Record excerpts »
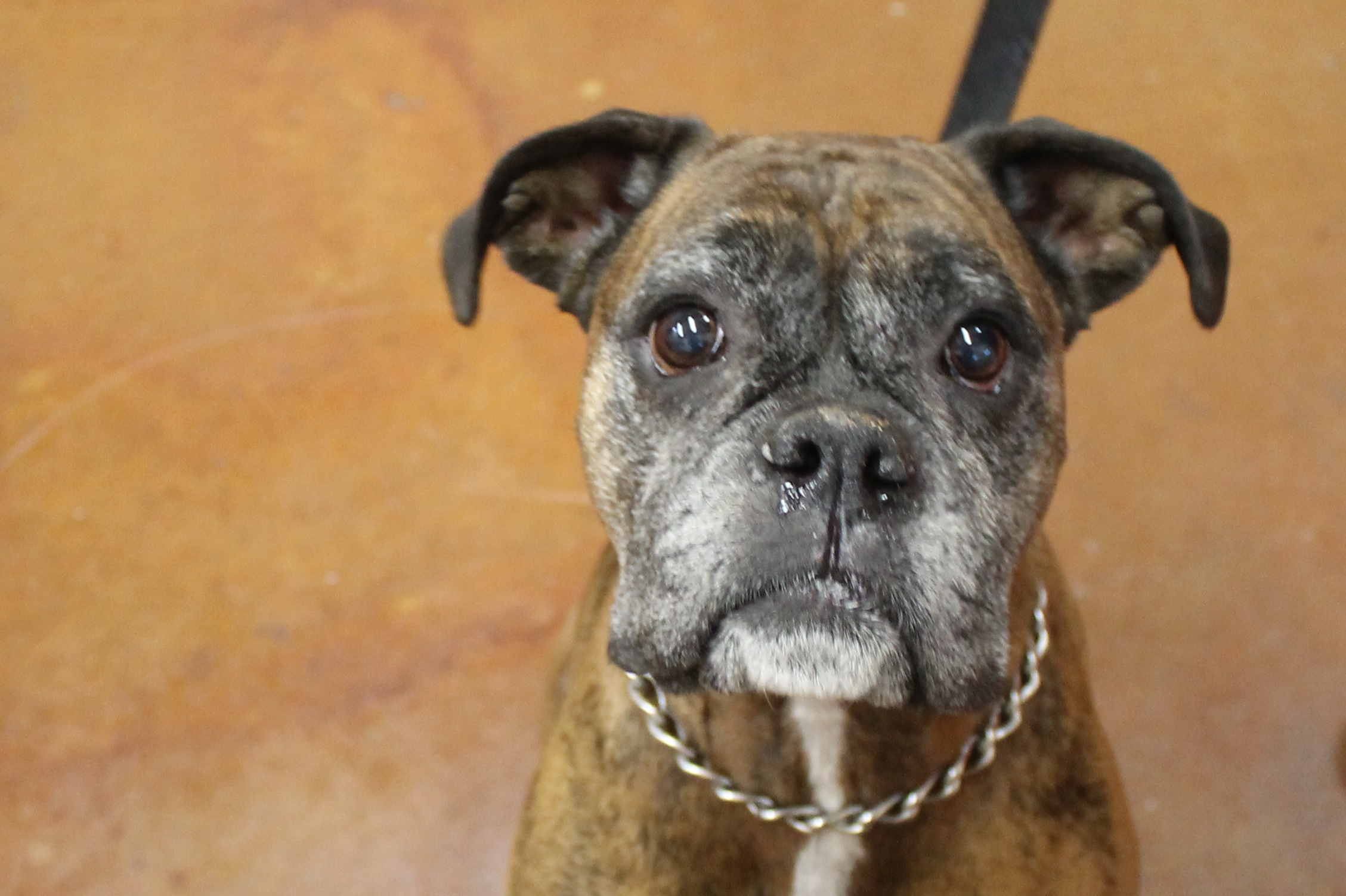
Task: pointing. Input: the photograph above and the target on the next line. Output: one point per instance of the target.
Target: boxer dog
(821, 420)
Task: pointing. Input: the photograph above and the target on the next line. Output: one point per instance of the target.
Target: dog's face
(823, 410)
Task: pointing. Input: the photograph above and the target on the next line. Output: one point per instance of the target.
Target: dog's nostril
(802, 458)
(884, 470)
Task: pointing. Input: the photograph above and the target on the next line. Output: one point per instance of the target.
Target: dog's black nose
(846, 446)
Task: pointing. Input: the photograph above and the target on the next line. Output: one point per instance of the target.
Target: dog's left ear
(561, 202)
(1099, 213)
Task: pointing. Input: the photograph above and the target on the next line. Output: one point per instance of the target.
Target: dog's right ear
(559, 203)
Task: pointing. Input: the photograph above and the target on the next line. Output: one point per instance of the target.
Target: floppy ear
(1099, 213)
(559, 203)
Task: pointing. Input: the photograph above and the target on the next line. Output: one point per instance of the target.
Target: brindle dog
(821, 418)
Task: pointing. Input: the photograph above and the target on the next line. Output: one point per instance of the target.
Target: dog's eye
(684, 338)
(976, 353)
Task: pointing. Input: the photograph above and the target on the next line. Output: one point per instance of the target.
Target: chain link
(976, 754)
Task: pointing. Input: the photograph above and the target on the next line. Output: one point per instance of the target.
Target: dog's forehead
(847, 196)
(840, 197)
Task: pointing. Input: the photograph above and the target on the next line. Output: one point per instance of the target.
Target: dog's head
(823, 410)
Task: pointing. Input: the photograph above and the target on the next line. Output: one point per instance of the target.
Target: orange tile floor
(281, 548)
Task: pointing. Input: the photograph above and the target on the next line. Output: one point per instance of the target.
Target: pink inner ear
(575, 194)
(1076, 206)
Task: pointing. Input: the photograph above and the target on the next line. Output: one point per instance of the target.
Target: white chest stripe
(828, 858)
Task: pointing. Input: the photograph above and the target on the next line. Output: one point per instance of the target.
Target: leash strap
(997, 64)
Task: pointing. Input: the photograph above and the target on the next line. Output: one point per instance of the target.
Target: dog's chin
(799, 647)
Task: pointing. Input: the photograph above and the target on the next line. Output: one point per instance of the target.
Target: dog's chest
(828, 858)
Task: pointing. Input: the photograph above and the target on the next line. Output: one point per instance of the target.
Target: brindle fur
(610, 813)
(839, 264)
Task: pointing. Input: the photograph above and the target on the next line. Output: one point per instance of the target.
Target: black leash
(997, 64)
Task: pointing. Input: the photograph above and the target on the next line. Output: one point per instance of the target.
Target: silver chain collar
(977, 752)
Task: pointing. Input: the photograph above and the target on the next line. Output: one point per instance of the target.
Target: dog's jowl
(823, 417)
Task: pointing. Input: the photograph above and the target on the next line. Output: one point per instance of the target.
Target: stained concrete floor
(281, 548)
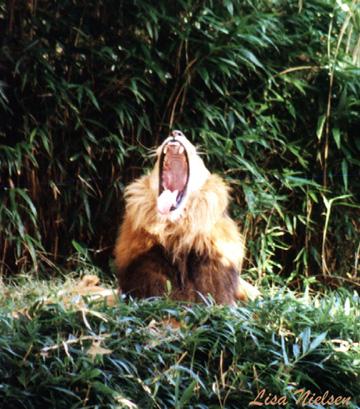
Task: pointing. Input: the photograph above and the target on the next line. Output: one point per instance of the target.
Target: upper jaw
(173, 175)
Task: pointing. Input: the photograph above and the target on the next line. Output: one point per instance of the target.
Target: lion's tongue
(166, 200)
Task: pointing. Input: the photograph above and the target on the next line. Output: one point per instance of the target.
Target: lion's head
(178, 173)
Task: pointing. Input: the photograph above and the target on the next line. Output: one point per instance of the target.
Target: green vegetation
(269, 90)
(161, 354)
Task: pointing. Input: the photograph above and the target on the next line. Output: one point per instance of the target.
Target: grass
(162, 354)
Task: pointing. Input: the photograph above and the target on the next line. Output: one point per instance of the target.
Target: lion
(176, 237)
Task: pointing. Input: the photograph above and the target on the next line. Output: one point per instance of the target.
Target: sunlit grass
(162, 354)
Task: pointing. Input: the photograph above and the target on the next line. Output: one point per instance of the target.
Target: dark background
(268, 90)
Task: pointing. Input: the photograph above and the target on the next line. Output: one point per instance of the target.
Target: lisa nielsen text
(303, 397)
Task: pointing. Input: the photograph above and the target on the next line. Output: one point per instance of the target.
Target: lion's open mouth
(173, 177)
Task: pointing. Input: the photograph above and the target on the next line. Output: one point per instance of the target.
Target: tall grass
(270, 90)
(161, 354)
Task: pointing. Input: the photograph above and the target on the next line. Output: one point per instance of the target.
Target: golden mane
(202, 229)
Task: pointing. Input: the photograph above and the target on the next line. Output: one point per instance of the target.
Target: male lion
(176, 235)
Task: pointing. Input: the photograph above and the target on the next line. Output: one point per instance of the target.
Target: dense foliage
(269, 90)
(158, 354)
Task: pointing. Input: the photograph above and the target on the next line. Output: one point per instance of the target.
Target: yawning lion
(176, 236)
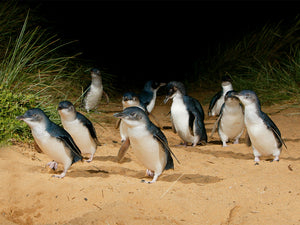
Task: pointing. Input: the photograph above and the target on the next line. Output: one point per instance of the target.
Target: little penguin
(79, 127)
(52, 139)
(129, 99)
(93, 93)
(263, 133)
(148, 95)
(218, 99)
(231, 120)
(148, 142)
(187, 115)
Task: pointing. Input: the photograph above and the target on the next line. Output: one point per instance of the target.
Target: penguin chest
(123, 130)
(51, 146)
(217, 107)
(180, 118)
(147, 149)
(93, 97)
(232, 121)
(261, 137)
(80, 135)
(152, 103)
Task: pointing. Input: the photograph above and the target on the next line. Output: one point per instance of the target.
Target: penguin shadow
(292, 139)
(111, 158)
(190, 178)
(226, 153)
(96, 172)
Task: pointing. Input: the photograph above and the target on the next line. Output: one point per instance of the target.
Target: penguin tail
(170, 163)
(77, 158)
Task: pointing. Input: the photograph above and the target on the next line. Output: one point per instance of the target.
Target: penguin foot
(52, 165)
(149, 173)
(236, 141)
(90, 159)
(275, 160)
(62, 175)
(224, 144)
(152, 181)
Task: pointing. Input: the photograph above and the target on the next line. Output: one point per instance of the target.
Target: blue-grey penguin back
(58, 132)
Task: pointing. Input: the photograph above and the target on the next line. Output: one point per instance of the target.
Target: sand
(211, 185)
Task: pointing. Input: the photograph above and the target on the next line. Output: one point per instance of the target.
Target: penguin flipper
(88, 124)
(118, 123)
(106, 96)
(62, 135)
(173, 126)
(195, 119)
(123, 149)
(216, 125)
(158, 135)
(247, 139)
(279, 137)
(271, 125)
(198, 107)
(69, 143)
(213, 101)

Exercise directions » Without the pictures, repeat the listing above exactly.

Correct answer »
Task: pointing. Input: the photograph above and the target on the next line. Output: one point per instance of the target.
Target: boxer dog
(821, 420)
Task: pointing. Input: the photograph above and the target on the next line. Output: one point per instance of the target.
Target: dog's face
(823, 410)
Task: pointing. Input: the photograph above and the target on the next line. Output: one point per instance of the target.
Target: dog's nostril
(802, 458)
(884, 470)
Task: pointing. Input: the photograph above and the target on the next line. Output: one point per instance of the target.
Target: dog's black nose
(846, 446)
Task: pointing. Input: the photograph above and the target on the next line. Output: one point per instance of the target.
Target: dog's left ear
(561, 202)
(1099, 213)
Task: pointing. Input: the photograph above and the target on the next line. Output: one point per instance of the target.
Target: dog's right ear
(559, 203)
Task: pointing. Input: the photograph above and the target on the next line. Output: one point per instance of the target.
Target: floppy ear
(1099, 213)
(559, 203)
Task: pointing. Input: the photograph above and the target on the next line. Output: one point per instance of the target.
Target: brindle dog
(821, 418)
Task: pointing. Input: the photograph above and the target on the next line. Output: one point per instance of the target.
Target: dog's eye
(684, 338)
(976, 353)
Task: pointing. Input: the photograph above and the target on the next line. Output: one point per instance of the target.
Target: chain link
(976, 754)
Task: pointing. Input: the photograph above and the target on the next line. Output: one point per instance of the target.
Target: dog's forehead
(847, 196)
(840, 197)
Task: pointing. Input: the photograph above and the target on the next line. Output: one point per instance of the target.
Target: dog's head
(823, 410)
Task: pointing. Input: the photograph above and the target on the next line. Output: one point per instance of the target.
Target: orange tile floor
(281, 548)
Task: pointing. Input: the photograph above and the target on the next line. Output: one point per instance of the target.
Target: pink inner ear
(575, 194)
(1076, 206)
Task: pointing. Input: the photograph above and the target on the next line. Output: one point per instance of the target.
Target: white chest stripe
(828, 858)
Task: pointing. Input: the photograph above and the target on the next line. Output: one point per instance of the target.
Target: leash strap
(997, 64)
Task: pointing. Input: the photograph above and the target on the next line. Output: one point per instance of the target.
Target: dog's chin
(799, 647)
Task: pointing. Input: the photograph above and the target on the next line. Output: one point per instance of the target.
Target: dog's chest
(828, 858)
Task: pointing. Input: the photograph above and the target on the next line. Output: one point per instance of the target.
Target: brindle fur
(610, 813)
(839, 264)
Task: pointing. Input: the photograph above and the target on the next line. Output: one point per instance of the target.
Target: black leash
(997, 64)
Task: pointing. Input: the photograph above and the target on the next line. Output: one point per instance of the target.
Target: silver chain collar
(977, 752)
Task: pointing. Input: the photograph above and the target on the next line. Output: one point per instance of the target.
Target: dog's jowl
(823, 417)
Task: pointing. Input: the photograph above and the target on the next line. Output: one point per instance of the target.
Target: stained concrete floor
(281, 548)
Task: pointing. Input: the photograph above and the target on the next line. Output: one point per instance of the target.
Target: upper jaw
(173, 175)
Task: pointing. Input: the photograph above and the target on the next line. Output: one point per instance of the target.
Target: lion's tongue
(166, 200)
Task: pointing. Input: the photograph above and the target on the next line. Output: one point per instance of the target.
Target: lion's head
(178, 173)
Task: pointing. Input: the photograph above and the target on the next line. Output: one point per instance of the target.
Target: green vegetation
(269, 90)
(161, 354)
Task: pointing. Input: the photograph above and the target on the next line. Output: one point per instance of the target.
Target: grass
(162, 354)
Task: pointing. Input: the photograph above and the target on the next line. Output: one point per instance of the target.
Target: lion
(176, 237)
Task: pointing. Input: the photograph above and the target on the next line. Output: one point per instance of the target.
Target: sunlit grass
(162, 354)
Task: pointing. Input: the photograph above and the target on the next line. Output: one point per instance of the target.
Target: dark background
(268, 90)
Task: pointing. Input: the photograph above and the target on the next line. Output: one point per instance of the target.
Target: lisa nielsen text
(303, 397)
Task: pointing. Input: the photograph above and the target on the next line. Output: one point per instance of the target.
Target: lion's open mouth
(173, 177)
Task: pointing. Input: the photograph above and the target on the next line. Output: one point per instance of the target.
Target: tall grass
(270, 90)
(161, 354)
Task: pointing. Input: the photograph above and the target on the next line. Output: one point per instance of the target.
Target: golden mane
(202, 229)
Task: pointing. Input: the photograph above and the target on the next line. Output: one point per instance of the target.
Target: male lion
(176, 235)
Task: pointing. Input: the photograph above and the target on the next line. Output: one point per instance of the target.
Target: dense foliage
(269, 90)
(158, 354)
Task: pointing. Input: the photograph above and the target on the next line. Output: one point per instance of the target.
Target: yawning lion
(176, 236)
Task: pointing. Input: the photograph above and the target on the next line. Output: one point per instance of the target.
Target: little penguin
(79, 127)
(52, 139)
(129, 99)
(93, 93)
(263, 133)
(148, 95)
(218, 99)
(231, 120)
(148, 142)
(187, 115)
Task: pointing. Input: the photograph above and the target on the next line. Output: one point per instance of the target.
Target: penguin chest
(123, 130)
(51, 146)
(217, 107)
(180, 118)
(147, 149)
(93, 97)
(232, 121)
(261, 137)
(80, 135)
(152, 103)
Task: pointing. Input: the photograph above and the target on the next line. Output: one point per instance of the target.
Target: penguin shadow
(292, 139)
(111, 158)
(190, 178)
(226, 153)
(96, 172)
Task: pointing. Input: the photograph above and the target on the next line. Output: one point per instance of the target.
Target: penguin tail
(170, 163)
(77, 158)
Task: pointing. Input: the photograph above and the target on the next line. Output: one point per instance of the target.
Target: penguin foot
(52, 165)
(149, 173)
(236, 141)
(90, 159)
(275, 160)
(62, 175)
(224, 144)
(152, 181)
Task: pointing. Input: the photograph above and the target on the next line. Output: one point per instance of the target.
Target: blue-grey penguin back
(58, 132)
Task: pointing. Input: the photograph above and the target on the next line. Output: one point per instance of the target.
Target: sand
(211, 185)
Task: pointing. Input: the photograph above and the target on the next line. Output: one point per instance of the target.
Target: penguin flipper
(88, 124)
(118, 123)
(106, 96)
(62, 135)
(173, 126)
(195, 119)
(123, 149)
(216, 125)
(158, 135)
(247, 139)
(279, 137)
(271, 125)
(198, 107)
(69, 143)
(213, 101)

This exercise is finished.